DATA SUPPLIED Block Start

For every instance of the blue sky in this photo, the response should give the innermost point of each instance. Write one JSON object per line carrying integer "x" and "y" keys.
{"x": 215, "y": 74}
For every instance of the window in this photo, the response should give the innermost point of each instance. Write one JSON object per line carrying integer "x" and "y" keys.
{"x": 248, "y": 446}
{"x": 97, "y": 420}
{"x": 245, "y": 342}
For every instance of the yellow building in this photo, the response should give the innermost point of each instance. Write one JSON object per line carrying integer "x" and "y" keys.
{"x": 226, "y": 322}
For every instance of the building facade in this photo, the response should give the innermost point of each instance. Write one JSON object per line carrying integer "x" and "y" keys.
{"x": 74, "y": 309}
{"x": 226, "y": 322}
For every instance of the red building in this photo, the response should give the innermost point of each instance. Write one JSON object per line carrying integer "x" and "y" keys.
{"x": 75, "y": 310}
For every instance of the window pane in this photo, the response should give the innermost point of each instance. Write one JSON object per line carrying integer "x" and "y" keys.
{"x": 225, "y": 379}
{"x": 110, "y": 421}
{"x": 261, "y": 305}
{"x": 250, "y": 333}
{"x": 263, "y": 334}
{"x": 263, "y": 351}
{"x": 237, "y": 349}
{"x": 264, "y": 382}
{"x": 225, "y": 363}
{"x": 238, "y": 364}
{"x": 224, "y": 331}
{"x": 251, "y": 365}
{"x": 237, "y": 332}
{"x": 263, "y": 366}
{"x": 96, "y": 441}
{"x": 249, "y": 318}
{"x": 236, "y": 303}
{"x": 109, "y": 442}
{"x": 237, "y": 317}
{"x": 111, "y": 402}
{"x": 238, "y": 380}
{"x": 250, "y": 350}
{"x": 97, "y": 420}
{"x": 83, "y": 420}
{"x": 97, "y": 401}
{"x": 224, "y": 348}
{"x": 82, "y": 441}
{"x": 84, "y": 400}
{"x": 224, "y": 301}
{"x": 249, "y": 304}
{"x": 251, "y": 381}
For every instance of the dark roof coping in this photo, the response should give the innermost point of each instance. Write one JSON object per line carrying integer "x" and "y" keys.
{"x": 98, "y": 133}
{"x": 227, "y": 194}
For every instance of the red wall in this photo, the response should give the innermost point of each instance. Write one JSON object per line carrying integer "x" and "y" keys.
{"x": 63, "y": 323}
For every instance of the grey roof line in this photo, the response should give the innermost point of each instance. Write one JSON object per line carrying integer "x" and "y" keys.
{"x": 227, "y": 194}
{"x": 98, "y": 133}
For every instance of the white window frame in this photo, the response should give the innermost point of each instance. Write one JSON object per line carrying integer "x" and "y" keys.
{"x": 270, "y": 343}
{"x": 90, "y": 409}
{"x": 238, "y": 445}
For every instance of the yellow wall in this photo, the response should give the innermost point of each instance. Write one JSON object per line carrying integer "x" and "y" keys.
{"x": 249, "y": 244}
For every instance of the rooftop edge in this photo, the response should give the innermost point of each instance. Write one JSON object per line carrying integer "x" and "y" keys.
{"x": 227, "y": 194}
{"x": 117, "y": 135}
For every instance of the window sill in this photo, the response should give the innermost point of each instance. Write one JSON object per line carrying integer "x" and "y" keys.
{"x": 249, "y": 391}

DATA SUPPLIED Block End

- _WHAT YOU WILL DO_: Only one thing belongs in the reply: the exact lines of the listing above, from the one with "For every instance of the yellow wall" through its last line.

- _SOLUTION FOR THIS EXERCISE_:
For every instance of the yellow wall in this photo, the response should give the innermost point of each instance. Write one JSON object per line carrying integer "x" and "y" keys.
{"x": 249, "y": 244}
For every instance of the rooftop edge in this photo, the response should give the innermost point of each instance. Write one JSON object per line carrying integer "x" and "y" keys.
{"x": 227, "y": 194}
{"x": 117, "y": 135}
For every instance of the window sill in this photo, the response should give the innermost point of each instance. Write one JSON object per line carrying integer "x" and "y" keys.
{"x": 249, "y": 391}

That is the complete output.